[Point annotation listing]
▼
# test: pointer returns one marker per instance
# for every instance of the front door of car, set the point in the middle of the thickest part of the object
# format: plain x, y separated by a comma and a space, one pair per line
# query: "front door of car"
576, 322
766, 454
▲
■ **Given task**:
Can you reproduce the listing above line for line, without changing a single character?

■ **Expected output**:
# test: pointer returns one marker per instance
# for every instance of the front door of car, set the point in the middle of the thickest part of the object
# format: plain x, y separated by a comma and a space, one pair per line
# query: "front door of car"
576, 322
766, 454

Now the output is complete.